— begin Dataset —
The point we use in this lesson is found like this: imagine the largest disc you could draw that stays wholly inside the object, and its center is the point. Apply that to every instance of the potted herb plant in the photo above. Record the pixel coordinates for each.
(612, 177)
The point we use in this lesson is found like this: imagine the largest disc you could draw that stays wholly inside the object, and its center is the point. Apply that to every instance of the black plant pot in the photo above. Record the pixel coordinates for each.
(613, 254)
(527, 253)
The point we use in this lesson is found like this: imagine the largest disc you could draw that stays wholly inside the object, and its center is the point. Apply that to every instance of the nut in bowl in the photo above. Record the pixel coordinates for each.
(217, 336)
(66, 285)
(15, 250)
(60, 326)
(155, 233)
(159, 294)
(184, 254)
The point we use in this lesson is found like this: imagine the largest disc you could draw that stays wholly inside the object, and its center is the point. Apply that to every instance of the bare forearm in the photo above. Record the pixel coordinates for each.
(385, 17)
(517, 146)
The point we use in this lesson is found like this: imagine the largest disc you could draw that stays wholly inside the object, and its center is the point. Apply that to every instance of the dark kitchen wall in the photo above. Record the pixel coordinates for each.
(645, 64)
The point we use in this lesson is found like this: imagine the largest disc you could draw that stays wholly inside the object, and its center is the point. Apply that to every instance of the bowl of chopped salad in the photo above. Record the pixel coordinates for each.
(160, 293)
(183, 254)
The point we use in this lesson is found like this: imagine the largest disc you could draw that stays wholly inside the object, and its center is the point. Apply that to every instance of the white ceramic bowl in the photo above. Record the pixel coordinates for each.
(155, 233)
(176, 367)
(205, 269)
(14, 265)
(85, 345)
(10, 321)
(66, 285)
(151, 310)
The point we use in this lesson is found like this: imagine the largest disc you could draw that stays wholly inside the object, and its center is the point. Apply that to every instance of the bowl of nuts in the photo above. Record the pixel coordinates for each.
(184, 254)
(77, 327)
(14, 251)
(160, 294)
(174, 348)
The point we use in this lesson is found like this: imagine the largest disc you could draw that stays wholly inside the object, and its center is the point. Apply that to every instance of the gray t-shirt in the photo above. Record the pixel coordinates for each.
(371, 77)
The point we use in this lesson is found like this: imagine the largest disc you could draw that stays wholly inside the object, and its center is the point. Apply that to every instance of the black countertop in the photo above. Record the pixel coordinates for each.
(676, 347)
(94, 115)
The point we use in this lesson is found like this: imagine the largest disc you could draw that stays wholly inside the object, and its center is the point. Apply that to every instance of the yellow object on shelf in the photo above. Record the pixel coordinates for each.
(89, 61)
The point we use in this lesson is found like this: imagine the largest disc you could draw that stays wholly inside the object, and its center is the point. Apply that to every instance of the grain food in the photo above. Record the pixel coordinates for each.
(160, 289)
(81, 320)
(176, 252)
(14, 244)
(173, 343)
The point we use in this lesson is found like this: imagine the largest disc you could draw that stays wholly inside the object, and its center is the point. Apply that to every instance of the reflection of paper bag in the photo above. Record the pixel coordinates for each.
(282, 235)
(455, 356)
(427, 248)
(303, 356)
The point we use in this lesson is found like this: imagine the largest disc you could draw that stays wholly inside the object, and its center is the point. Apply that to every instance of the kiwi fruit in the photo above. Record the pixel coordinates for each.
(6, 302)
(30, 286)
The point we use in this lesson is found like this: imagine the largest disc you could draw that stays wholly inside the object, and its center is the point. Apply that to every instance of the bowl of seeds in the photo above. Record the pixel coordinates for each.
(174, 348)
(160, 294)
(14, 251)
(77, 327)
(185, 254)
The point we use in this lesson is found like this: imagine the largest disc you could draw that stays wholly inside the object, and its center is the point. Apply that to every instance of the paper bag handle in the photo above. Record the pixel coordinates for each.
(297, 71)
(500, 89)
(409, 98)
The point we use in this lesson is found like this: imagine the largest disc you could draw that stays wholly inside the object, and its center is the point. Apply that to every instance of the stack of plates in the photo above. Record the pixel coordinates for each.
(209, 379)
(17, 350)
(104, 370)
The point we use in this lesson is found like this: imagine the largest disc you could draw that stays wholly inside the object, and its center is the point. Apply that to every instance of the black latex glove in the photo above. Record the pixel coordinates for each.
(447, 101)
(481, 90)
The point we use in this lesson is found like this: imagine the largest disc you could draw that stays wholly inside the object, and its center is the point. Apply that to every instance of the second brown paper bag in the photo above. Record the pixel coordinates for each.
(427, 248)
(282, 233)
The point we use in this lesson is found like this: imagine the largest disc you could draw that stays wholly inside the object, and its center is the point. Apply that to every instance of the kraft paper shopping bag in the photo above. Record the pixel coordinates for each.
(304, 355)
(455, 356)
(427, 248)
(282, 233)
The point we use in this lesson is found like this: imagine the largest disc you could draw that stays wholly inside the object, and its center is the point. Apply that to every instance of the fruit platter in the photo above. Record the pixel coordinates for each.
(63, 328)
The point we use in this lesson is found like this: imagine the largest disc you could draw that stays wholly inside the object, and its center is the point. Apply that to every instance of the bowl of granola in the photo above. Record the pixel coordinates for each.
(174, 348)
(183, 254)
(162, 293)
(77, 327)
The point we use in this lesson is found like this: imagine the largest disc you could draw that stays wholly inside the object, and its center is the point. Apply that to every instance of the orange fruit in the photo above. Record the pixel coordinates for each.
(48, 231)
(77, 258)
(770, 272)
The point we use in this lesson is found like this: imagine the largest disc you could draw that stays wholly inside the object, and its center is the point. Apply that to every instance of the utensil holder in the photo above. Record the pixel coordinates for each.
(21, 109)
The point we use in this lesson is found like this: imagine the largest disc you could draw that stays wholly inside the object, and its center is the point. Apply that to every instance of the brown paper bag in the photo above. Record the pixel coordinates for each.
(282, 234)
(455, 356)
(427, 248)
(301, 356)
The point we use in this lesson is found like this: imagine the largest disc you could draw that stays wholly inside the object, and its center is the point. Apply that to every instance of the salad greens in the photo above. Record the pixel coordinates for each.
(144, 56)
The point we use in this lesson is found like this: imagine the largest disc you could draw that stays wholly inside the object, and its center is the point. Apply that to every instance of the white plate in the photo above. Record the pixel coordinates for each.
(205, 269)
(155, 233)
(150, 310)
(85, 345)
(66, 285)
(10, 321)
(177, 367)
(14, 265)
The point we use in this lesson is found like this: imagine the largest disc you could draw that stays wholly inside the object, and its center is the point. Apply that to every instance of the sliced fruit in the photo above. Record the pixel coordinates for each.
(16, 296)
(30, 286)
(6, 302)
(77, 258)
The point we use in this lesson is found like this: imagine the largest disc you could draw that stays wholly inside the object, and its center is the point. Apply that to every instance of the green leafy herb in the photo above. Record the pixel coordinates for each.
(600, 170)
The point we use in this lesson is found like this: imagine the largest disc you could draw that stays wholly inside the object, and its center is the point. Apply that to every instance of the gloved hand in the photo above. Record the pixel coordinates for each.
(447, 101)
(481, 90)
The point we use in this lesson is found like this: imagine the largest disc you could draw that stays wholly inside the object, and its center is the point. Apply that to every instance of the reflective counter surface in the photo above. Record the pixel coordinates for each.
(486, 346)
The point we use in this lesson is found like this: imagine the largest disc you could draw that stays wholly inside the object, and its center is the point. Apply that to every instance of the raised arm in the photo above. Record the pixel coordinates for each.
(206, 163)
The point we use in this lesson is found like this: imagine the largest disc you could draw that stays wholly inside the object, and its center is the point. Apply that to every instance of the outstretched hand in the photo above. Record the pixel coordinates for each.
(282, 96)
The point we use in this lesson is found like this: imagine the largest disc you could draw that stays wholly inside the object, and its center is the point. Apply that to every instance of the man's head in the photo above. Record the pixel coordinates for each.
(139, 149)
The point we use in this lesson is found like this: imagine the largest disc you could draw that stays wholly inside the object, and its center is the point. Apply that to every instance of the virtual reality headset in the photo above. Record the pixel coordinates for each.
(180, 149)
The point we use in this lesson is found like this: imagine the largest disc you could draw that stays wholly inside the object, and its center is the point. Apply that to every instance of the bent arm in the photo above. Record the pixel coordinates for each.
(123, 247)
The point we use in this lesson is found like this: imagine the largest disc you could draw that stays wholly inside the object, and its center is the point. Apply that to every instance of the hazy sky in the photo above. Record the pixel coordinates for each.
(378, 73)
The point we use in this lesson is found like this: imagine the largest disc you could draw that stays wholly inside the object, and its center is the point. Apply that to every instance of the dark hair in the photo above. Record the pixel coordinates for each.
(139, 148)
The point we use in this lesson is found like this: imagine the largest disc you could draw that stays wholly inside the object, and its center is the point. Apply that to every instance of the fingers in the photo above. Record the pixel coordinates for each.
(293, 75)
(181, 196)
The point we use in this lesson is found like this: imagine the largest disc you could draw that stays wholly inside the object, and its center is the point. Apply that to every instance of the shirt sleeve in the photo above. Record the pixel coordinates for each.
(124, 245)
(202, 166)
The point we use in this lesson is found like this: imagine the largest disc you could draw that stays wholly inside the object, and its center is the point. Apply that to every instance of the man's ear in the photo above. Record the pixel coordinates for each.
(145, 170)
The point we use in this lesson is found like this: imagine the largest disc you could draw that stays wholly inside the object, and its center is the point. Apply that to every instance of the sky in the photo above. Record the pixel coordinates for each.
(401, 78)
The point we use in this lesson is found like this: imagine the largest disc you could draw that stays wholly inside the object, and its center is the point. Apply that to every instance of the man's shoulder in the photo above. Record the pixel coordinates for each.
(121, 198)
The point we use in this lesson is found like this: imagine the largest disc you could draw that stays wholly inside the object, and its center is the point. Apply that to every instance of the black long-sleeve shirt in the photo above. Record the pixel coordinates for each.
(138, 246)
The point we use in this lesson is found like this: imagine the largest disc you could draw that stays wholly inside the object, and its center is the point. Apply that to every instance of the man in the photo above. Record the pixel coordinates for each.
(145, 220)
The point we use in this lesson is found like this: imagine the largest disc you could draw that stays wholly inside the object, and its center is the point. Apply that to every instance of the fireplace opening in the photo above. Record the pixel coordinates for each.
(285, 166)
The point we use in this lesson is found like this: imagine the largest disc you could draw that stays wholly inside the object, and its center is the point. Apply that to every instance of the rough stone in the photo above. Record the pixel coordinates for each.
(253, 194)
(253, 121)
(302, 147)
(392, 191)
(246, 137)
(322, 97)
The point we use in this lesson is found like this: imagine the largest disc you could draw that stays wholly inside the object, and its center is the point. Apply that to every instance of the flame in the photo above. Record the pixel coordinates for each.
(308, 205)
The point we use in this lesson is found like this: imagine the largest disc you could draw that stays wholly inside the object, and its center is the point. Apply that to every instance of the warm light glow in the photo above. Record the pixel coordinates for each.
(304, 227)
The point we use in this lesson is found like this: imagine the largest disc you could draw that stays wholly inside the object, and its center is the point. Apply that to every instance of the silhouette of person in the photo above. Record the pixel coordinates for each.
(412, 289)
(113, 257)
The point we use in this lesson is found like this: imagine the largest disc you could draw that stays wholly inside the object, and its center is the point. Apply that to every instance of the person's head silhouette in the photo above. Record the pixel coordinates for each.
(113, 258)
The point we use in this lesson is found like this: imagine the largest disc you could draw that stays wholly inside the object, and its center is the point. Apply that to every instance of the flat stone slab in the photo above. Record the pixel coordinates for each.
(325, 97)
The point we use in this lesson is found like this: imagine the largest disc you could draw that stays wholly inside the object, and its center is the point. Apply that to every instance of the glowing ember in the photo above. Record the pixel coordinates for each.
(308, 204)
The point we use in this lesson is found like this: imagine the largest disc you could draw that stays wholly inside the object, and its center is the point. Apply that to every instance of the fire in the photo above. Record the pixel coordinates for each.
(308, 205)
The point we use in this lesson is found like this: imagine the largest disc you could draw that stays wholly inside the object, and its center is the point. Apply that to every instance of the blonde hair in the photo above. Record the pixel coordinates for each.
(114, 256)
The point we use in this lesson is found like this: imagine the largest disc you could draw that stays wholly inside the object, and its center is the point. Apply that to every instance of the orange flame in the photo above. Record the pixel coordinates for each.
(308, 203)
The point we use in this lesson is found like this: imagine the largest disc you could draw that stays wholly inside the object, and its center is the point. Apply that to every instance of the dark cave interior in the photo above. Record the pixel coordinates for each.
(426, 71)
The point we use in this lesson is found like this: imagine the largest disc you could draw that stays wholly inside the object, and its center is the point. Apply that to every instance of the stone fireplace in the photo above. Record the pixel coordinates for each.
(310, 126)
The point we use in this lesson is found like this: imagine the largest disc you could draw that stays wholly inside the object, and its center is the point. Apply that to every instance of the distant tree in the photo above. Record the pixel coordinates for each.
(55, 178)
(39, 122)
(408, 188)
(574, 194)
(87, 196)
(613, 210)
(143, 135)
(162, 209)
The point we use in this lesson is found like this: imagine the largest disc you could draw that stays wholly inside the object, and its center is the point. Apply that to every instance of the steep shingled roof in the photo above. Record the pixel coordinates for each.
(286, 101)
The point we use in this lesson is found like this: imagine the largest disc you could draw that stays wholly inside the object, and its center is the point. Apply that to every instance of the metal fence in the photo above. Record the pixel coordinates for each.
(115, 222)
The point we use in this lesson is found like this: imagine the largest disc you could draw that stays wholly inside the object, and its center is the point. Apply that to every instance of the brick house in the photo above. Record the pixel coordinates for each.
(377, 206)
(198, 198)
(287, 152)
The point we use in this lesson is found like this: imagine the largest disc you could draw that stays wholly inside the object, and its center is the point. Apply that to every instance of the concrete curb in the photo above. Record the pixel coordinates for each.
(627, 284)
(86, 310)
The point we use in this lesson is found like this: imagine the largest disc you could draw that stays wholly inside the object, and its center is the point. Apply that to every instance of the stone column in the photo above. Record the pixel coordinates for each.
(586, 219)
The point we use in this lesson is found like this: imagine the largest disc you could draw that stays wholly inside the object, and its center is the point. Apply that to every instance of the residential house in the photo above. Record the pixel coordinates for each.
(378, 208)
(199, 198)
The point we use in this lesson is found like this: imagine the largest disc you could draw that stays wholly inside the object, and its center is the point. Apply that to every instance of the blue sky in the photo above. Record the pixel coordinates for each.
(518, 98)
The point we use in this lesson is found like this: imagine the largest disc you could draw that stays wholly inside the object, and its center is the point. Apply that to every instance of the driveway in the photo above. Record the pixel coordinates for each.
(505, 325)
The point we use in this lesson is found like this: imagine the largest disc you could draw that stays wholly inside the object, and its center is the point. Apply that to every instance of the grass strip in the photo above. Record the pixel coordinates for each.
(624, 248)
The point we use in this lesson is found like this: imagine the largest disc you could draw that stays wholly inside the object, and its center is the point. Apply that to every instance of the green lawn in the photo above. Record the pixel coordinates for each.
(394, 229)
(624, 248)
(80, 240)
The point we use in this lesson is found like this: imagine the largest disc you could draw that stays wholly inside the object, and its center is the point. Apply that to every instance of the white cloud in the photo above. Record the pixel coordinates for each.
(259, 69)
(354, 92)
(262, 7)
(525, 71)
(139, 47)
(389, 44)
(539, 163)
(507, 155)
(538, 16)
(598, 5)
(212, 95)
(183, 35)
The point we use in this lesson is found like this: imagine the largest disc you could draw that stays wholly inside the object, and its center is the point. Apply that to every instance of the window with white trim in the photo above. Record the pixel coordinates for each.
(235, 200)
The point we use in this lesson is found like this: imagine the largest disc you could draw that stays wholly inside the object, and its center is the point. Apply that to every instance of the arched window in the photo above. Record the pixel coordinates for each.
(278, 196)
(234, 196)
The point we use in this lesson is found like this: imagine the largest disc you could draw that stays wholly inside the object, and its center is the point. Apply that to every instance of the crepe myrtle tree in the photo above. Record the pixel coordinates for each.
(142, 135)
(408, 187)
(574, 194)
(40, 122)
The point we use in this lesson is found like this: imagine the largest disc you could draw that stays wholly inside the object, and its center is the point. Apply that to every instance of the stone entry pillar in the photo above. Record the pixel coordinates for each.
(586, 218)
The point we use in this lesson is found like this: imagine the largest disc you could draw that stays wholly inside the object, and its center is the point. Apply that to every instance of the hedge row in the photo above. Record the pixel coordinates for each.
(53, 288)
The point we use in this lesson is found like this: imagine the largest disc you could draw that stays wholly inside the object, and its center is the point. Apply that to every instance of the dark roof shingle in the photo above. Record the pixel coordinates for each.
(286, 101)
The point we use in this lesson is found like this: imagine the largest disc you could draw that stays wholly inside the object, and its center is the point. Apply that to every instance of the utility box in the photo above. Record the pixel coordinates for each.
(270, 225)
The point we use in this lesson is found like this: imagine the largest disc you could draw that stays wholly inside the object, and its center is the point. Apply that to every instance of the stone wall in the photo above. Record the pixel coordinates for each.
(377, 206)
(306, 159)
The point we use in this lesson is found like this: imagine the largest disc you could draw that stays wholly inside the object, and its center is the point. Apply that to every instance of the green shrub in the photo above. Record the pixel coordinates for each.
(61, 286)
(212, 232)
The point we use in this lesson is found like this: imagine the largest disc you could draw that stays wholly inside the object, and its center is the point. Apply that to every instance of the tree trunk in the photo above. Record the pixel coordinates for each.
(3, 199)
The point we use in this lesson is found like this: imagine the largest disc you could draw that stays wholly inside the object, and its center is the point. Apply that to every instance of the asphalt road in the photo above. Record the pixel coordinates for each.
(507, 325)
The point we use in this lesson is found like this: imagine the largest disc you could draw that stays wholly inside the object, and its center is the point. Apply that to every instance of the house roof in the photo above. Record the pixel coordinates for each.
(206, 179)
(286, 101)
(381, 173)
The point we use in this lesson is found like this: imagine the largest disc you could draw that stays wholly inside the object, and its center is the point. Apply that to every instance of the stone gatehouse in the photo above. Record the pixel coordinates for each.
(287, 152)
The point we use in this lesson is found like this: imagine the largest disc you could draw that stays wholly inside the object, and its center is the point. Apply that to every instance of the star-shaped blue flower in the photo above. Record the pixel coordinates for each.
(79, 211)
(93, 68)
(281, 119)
— end Dataset —
Work instructions =
Starting at the row that contains "the stone gatehouse" and ending with the last row, copy each row again, requests included. Multiply every coordinate in the answers by 0.55 and round to whole numbers, rounding halves up.

Output =
The point we use in this lesson is found like this: imagine the largest disc you could draw that stays wholly inside the object, and its center is the point. Apply that to every instance of the stone gatehouse in the photo above. Record the pixel coordinates for each.
(158, 84)
The point we use in this lesson is found like this: imagine the largest disc you could draw that stays wholly inside the object, and its center is the point. Apply that to every instance of the star-shaped blue flower in the photo above. Record the pixel coordinates for each.
(43, 116)
(51, 37)
(155, 65)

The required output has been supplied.